- EXERCISE AIM
Scan the entries for lines with the word "painted", then copy those lines.

- TASK DATA
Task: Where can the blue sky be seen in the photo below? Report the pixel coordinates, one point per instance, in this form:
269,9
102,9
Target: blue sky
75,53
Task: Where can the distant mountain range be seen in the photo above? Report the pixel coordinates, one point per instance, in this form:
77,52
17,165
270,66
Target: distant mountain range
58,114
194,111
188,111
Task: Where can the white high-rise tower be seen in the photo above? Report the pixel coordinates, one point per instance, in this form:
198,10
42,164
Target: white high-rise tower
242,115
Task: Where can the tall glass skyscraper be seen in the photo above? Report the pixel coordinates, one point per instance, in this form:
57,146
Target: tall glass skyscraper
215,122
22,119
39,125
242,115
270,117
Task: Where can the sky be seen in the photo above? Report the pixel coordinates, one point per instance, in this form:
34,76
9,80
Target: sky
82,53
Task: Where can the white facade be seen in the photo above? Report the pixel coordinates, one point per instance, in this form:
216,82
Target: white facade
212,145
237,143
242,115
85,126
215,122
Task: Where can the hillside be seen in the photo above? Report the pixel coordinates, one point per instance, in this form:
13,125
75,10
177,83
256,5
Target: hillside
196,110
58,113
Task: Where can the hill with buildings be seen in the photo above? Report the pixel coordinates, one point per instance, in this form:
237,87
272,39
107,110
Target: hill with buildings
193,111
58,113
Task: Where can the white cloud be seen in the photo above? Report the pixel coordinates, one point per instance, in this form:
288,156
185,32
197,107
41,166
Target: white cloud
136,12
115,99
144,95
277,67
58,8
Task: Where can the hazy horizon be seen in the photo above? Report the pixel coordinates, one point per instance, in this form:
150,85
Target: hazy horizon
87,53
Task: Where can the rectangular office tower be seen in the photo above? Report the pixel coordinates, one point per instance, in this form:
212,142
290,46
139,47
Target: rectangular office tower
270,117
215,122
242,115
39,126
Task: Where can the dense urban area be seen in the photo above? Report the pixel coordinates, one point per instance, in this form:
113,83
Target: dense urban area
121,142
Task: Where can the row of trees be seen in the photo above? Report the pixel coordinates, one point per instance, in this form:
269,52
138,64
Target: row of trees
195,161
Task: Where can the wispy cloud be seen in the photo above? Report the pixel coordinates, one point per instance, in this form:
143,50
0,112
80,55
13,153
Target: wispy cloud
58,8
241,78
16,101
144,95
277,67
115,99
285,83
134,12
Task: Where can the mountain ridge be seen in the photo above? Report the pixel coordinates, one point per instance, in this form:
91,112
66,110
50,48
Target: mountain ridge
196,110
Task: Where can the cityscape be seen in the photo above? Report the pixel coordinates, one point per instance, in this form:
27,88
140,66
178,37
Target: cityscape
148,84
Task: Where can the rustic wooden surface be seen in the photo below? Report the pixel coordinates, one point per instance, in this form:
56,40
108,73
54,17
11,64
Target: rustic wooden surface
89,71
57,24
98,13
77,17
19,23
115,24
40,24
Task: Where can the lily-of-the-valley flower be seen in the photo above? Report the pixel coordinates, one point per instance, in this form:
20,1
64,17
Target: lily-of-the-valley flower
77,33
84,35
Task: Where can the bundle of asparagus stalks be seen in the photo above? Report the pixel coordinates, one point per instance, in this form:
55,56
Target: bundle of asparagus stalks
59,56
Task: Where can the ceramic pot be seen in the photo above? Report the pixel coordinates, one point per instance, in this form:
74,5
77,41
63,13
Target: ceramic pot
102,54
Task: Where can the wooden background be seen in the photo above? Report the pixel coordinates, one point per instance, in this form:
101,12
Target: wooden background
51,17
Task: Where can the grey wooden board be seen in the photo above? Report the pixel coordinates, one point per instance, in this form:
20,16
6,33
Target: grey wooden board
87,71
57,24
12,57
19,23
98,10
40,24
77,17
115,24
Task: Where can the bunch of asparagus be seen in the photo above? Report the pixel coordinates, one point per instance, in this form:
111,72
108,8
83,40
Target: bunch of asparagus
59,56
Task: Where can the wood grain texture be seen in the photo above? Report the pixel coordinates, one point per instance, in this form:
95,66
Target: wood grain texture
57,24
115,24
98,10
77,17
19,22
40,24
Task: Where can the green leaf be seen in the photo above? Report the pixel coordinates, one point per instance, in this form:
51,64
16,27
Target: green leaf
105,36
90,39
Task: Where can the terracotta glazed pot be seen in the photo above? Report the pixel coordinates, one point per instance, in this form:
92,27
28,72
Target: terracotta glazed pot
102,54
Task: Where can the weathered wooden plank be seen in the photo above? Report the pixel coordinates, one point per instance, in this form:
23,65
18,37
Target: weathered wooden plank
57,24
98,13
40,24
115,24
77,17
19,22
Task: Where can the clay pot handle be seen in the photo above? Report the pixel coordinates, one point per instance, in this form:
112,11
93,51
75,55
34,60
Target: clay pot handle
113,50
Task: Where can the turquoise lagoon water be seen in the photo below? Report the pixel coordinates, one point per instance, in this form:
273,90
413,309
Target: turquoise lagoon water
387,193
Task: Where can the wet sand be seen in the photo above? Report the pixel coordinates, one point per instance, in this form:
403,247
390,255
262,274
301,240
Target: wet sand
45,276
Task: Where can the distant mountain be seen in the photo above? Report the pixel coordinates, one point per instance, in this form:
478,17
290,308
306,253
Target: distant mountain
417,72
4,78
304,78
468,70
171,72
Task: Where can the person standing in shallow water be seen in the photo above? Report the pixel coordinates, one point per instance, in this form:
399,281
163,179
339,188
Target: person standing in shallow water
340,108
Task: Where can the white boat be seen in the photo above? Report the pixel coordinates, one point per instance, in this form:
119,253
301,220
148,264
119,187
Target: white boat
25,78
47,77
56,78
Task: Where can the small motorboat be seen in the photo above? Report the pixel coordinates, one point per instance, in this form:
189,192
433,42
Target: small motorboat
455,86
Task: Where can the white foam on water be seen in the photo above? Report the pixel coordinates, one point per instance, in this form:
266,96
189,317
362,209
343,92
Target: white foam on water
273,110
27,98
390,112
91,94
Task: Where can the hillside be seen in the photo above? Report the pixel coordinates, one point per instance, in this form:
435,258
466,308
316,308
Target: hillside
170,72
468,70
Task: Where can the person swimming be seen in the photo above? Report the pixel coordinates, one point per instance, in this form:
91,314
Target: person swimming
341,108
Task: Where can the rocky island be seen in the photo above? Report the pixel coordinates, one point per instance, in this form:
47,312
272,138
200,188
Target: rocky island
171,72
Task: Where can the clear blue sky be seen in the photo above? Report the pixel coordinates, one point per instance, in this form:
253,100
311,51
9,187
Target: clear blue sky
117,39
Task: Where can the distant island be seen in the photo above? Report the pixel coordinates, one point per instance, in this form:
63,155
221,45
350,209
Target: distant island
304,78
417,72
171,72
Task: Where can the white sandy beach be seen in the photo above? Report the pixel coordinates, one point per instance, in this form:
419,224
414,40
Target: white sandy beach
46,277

* * *

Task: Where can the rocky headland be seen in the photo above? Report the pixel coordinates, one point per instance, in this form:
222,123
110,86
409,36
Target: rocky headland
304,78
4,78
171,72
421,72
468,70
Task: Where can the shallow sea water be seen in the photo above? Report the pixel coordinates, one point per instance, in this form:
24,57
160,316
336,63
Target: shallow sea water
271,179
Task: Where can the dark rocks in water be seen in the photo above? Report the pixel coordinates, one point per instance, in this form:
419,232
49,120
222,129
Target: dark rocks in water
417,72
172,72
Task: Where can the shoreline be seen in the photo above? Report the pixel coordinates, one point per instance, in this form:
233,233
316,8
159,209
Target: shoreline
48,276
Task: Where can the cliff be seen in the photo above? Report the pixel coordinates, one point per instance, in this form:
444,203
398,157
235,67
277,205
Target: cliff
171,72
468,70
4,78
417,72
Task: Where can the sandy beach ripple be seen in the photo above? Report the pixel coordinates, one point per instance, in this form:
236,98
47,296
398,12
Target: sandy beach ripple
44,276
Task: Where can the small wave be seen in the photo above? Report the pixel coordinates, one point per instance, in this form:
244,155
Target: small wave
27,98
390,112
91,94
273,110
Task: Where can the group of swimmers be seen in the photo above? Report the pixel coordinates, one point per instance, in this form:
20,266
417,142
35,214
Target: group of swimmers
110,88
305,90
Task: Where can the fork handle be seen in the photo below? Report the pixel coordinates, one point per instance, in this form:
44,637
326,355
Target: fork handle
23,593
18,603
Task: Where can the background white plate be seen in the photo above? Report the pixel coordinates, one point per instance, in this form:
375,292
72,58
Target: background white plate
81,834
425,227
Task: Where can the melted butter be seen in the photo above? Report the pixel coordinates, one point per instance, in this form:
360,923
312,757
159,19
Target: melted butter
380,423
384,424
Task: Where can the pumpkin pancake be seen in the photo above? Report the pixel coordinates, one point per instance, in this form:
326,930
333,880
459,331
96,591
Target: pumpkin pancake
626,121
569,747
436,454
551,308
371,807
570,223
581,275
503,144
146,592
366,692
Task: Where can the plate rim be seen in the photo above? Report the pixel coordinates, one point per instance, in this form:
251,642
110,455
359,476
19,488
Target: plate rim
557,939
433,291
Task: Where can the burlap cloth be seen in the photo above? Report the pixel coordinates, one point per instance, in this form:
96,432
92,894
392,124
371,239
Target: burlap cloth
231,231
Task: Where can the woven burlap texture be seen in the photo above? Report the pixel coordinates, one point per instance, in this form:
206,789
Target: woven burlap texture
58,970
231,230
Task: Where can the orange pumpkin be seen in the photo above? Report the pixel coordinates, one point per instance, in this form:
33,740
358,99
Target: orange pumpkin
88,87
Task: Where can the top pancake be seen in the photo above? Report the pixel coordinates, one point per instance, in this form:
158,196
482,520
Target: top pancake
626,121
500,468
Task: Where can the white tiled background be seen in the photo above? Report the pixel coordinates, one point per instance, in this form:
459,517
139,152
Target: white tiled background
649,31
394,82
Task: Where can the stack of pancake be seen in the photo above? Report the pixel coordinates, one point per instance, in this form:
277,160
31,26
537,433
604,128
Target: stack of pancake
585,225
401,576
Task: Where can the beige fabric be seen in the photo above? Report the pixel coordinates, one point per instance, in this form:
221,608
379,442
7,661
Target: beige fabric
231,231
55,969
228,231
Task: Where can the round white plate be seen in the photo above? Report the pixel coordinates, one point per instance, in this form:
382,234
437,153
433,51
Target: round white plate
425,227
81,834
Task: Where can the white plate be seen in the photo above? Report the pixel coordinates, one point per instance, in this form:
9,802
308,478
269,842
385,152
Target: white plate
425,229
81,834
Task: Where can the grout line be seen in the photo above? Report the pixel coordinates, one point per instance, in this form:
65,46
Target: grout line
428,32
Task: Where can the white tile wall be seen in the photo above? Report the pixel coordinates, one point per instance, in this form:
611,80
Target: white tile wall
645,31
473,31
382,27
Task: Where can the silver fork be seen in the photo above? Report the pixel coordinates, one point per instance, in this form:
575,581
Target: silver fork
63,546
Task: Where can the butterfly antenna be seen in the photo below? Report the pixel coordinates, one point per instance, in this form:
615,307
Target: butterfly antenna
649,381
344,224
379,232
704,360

==

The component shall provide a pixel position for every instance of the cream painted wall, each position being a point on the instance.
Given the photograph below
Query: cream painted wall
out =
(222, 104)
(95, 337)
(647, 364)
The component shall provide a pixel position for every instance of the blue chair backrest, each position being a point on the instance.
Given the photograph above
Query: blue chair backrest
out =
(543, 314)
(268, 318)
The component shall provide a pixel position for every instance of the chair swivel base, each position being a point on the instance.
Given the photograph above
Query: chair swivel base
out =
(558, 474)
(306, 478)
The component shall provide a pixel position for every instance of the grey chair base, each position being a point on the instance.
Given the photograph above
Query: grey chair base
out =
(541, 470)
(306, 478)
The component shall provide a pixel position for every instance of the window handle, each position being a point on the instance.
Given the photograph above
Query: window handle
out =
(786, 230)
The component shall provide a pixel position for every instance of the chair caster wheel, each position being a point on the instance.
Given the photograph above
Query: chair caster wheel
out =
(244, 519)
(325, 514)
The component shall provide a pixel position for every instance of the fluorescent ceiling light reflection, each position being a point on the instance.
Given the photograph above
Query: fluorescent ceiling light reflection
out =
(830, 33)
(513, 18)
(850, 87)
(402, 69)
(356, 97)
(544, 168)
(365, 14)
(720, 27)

- WRITTEN RESPONSE
The component shall provide a pixel position for every instance of the cream painted wall, each position being a point on the instance.
Query: cream painted wall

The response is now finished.